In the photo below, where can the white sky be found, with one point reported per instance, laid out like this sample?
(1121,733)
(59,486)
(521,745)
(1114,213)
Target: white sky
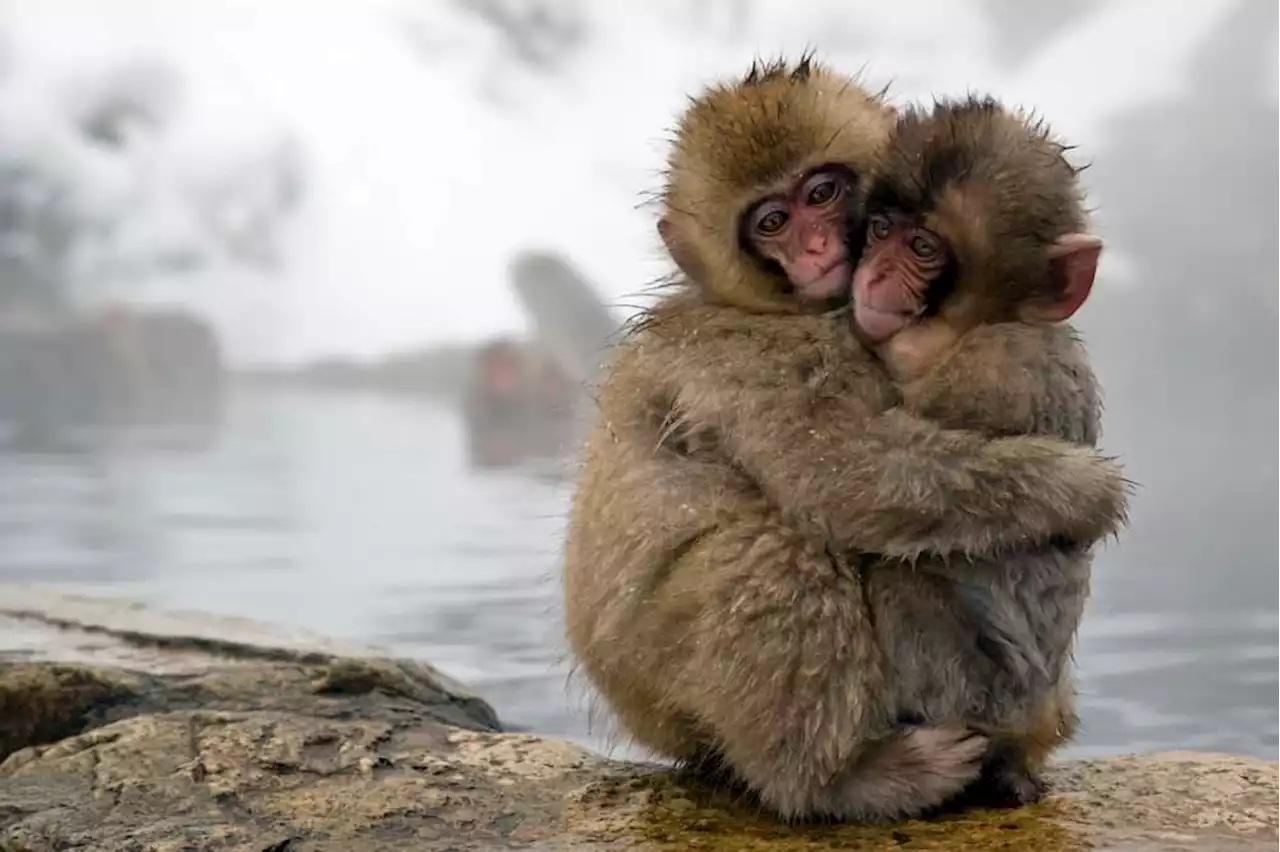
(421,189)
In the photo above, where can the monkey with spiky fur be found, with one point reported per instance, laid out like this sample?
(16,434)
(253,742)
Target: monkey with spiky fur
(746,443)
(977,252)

····················

Reproduce verbatim the stretch from the line containing "In the photo above, where" through the end of the records.

Result of this exercise:
In the photo above, where can the monkey with spiky fur be found, with one point reported per instance, laid out like this sample?
(16,434)
(253,742)
Target: monkey with spiky fur
(746,443)
(977,252)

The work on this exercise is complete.